= TASK TO COMPLETE =
Exact copies are required of the lines from the line containing "Please spot the athletic" through the final line of the listing, both included, and of no other lines.

[Dataset rows on where objects appear]
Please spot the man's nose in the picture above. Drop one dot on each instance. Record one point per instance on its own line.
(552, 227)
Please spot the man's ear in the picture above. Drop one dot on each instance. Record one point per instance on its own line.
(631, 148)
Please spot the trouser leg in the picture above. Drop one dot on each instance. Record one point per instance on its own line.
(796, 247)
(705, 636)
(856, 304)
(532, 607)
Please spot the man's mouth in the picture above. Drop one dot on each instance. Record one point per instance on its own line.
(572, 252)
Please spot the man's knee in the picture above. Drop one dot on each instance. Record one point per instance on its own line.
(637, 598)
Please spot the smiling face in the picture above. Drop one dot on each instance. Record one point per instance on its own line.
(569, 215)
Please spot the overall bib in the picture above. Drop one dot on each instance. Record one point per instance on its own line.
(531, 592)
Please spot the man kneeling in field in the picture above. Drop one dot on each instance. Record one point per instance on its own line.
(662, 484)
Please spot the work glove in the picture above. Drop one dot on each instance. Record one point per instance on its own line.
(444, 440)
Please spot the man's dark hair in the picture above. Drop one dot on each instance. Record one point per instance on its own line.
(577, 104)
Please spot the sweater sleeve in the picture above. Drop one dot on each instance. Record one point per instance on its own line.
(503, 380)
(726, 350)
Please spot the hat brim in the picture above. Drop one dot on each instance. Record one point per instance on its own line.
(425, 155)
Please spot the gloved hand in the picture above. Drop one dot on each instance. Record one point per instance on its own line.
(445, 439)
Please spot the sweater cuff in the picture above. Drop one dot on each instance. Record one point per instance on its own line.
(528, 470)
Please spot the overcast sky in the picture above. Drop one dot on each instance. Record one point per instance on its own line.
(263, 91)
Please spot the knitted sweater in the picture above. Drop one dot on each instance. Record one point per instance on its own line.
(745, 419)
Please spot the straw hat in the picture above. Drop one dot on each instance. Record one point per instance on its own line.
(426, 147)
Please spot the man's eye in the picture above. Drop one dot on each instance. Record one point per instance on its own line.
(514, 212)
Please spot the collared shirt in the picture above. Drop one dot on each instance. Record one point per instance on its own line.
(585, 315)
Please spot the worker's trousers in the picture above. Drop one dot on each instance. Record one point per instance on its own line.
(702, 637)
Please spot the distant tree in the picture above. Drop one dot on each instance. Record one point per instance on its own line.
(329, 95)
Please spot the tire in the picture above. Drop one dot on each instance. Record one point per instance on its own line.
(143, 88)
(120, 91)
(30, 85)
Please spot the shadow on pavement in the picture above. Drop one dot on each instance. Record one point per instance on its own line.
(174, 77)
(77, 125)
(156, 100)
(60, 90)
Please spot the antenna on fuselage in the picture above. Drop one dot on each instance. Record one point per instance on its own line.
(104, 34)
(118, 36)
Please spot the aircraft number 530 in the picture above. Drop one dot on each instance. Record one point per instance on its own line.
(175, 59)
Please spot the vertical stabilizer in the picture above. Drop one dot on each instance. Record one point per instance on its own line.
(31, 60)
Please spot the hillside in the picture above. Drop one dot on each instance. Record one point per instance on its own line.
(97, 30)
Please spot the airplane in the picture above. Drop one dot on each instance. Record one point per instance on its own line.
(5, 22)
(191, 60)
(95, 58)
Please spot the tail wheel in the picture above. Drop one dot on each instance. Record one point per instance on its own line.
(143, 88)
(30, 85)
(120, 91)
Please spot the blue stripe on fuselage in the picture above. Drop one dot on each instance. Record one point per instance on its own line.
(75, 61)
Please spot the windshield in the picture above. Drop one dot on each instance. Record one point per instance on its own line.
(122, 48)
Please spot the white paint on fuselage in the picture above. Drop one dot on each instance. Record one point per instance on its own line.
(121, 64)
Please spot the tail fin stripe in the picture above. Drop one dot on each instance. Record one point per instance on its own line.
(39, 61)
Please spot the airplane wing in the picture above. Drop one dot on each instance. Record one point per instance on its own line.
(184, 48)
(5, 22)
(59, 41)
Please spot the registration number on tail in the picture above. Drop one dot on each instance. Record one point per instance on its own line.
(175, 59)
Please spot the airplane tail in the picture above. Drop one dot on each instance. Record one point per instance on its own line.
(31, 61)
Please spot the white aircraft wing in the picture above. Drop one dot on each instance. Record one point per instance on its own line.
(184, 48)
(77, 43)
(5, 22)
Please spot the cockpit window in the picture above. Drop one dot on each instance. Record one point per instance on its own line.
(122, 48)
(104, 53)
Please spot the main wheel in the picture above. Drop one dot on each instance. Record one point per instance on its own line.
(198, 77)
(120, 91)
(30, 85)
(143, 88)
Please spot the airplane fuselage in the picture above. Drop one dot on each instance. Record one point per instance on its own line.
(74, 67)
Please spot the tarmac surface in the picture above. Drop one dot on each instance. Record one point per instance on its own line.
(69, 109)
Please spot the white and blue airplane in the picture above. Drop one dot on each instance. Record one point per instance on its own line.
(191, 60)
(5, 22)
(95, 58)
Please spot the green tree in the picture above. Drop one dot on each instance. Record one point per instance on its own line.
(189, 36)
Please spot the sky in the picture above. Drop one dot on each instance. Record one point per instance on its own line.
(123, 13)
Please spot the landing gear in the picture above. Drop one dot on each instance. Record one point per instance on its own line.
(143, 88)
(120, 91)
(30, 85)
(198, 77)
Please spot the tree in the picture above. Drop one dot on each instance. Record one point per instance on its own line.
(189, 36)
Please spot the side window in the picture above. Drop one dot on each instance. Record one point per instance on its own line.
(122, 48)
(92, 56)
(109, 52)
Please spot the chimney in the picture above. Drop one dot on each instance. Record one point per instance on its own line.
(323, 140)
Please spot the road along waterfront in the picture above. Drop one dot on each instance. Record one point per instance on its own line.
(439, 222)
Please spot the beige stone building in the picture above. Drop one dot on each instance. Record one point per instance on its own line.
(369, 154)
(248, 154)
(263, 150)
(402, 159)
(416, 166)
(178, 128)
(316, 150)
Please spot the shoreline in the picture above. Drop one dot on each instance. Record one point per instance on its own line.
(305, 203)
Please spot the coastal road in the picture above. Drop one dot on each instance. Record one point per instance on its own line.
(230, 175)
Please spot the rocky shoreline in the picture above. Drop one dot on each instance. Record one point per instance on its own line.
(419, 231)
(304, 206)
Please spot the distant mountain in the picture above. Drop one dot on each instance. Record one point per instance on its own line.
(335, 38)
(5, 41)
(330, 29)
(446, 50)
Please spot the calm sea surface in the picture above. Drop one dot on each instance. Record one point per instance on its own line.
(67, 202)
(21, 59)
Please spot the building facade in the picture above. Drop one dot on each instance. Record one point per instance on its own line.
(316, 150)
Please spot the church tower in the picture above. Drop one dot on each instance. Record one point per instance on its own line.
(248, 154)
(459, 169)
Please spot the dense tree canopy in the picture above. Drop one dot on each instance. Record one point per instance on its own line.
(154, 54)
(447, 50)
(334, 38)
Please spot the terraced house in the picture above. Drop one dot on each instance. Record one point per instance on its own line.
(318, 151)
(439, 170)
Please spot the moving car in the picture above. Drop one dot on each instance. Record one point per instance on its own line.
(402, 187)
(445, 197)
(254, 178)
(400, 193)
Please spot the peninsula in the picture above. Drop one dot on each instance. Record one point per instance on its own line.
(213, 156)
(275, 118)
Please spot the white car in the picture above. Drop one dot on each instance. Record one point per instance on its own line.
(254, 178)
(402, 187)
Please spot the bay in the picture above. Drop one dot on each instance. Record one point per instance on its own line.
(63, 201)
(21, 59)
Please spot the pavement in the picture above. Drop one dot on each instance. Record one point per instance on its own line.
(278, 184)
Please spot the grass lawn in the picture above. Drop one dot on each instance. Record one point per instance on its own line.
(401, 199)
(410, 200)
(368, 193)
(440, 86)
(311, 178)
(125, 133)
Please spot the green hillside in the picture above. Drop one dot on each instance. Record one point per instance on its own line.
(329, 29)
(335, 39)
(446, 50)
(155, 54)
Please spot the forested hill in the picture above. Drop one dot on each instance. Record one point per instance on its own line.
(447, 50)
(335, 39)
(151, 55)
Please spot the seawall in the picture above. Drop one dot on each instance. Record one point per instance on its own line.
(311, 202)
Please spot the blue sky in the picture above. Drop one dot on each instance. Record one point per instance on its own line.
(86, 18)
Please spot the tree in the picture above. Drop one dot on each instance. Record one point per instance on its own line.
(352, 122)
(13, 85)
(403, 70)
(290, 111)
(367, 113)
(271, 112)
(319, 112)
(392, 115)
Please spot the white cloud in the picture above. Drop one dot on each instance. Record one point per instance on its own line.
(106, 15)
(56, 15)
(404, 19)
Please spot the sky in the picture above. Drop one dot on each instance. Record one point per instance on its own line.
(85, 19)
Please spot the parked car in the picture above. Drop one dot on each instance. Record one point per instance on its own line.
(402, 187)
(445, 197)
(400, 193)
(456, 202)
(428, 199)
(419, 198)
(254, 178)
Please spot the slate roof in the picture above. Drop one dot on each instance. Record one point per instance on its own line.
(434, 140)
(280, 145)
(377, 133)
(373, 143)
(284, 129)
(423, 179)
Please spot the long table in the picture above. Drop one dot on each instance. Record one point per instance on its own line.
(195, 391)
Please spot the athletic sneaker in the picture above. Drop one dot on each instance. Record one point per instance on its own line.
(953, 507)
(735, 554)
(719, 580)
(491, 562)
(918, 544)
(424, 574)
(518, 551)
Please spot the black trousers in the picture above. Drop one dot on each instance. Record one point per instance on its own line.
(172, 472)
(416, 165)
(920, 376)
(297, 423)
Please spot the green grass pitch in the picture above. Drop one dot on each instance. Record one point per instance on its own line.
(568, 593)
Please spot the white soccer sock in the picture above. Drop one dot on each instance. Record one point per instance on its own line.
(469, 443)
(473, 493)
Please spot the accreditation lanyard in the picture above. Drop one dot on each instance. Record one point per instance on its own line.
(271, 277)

= OUTPUT FOR THIS TASK =
Please spot the athletic sneaker in the picture above. Drop one dot on each instance. Record one point per instance on its own line.
(953, 507)
(735, 554)
(719, 580)
(491, 562)
(918, 544)
(424, 574)
(518, 551)
Please spot the black trousers in the picture above. Drop one dot on each instance. Record one point per instance on its own line.
(172, 472)
(416, 165)
(920, 376)
(297, 423)
Please spot the green grass pitch in the picture above. Drop one dot on each instance. Record one point per instance on its own line.
(568, 593)
Please spot the white soccer sock in the picture above. Drop one dot on each instance. Record one point per instance on its own line.
(469, 443)
(473, 493)
Please spot the accreditation lanyard in the picture above. Drop one dot on each instance. Record one point per instance on its own line.
(271, 277)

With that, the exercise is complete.